**TASK TO COMPLETE:** Each record below should be reproduced as it is written, with pictures left out entirely.

Excerpts from a dataset
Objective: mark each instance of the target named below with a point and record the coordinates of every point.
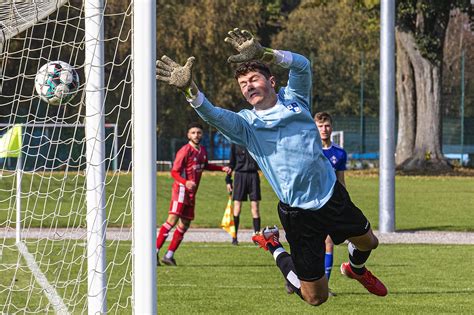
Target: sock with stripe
(285, 264)
(163, 235)
(328, 261)
(357, 259)
(256, 224)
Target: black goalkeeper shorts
(246, 184)
(306, 230)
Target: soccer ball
(56, 82)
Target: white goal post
(71, 240)
(337, 137)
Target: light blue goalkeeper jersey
(283, 140)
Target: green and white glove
(248, 47)
(181, 77)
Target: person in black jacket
(246, 182)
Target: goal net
(66, 177)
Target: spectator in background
(338, 158)
(190, 162)
(246, 183)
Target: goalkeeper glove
(181, 77)
(249, 48)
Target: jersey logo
(293, 107)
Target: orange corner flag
(227, 222)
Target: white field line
(219, 235)
(49, 290)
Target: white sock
(277, 252)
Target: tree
(420, 33)
(335, 35)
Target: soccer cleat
(168, 261)
(368, 280)
(267, 236)
(288, 288)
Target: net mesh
(47, 271)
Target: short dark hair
(195, 125)
(252, 66)
(322, 117)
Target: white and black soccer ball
(56, 82)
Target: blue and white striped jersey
(283, 140)
(337, 156)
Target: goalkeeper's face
(258, 90)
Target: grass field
(217, 278)
(422, 203)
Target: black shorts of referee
(306, 230)
(246, 184)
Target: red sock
(177, 238)
(163, 234)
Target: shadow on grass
(437, 228)
(467, 292)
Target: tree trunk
(406, 105)
(427, 153)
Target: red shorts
(182, 204)
(181, 210)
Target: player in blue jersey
(337, 156)
(281, 136)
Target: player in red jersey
(187, 169)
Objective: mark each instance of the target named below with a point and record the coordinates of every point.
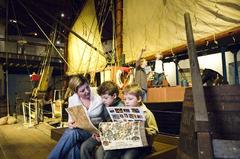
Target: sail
(158, 25)
(81, 57)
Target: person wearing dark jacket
(109, 92)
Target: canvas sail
(81, 57)
(158, 25)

**SOLUTION TO THIS EXERCISE:**
Objective: mark each instance of the target named below with a point and record the coordinates of every point.
Target: sock with stripe
(285, 264)
(163, 235)
(328, 261)
(357, 259)
(256, 224)
Target: black goalkeeper shorts
(246, 184)
(306, 230)
Target: soccer ball
(56, 82)
Target: white goal post
(71, 240)
(337, 137)
Target: light blue goalkeeper jersey
(283, 140)
Target: green and white glove
(248, 47)
(181, 77)
Target: person in black jacket
(246, 182)
Target: goal net
(66, 177)
Target: spectator in background
(338, 158)
(190, 162)
(246, 183)
Target: goalkeeper glove
(181, 77)
(249, 48)
Target: jersey logo
(293, 107)
Target: orange corner flag
(227, 222)
Target: white field line
(219, 235)
(49, 290)
Target: white sock
(277, 252)
Target: tree
(420, 33)
(335, 35)
Target: soccer cleat
(168, 261)
(368, 280)
(267, 236)
(288, 288)
Target: net mesh
(47, 271)
Target: short dark hair
(195, 125)
(252, 66)
(322, 117)
Target: white and black soccer ball
(56, 82)
Target: blue and white striped jersey
(283, 140)
(337, 156)
Target: goalkeeper's face
(258, 90)
Target: grass field
(217, 278)
(422, 203)
Target: black shorts of referee
(306, 230)
(246, 184)
Target: red sock
(177, 238)
(163, 234)
Target: shadow on grass
(437, 228)
(467, 292)
Target: tree trunk
(406, 105)
(427, 153)
Target: red shorts
(182, 204)
(181, 210)
Target: player in blue jersey
(337, 156)
(281, 136)
Target: player in red jersey
(187, 169)
Objective: mark each instance of the target named below with a point and record the coordinates of every point.
Target: sail
(158, 25)
(81, 57)
Target: person wearing dark jacket
(109, 92)
Target: canvas sail
(81, 57)
(158, 25)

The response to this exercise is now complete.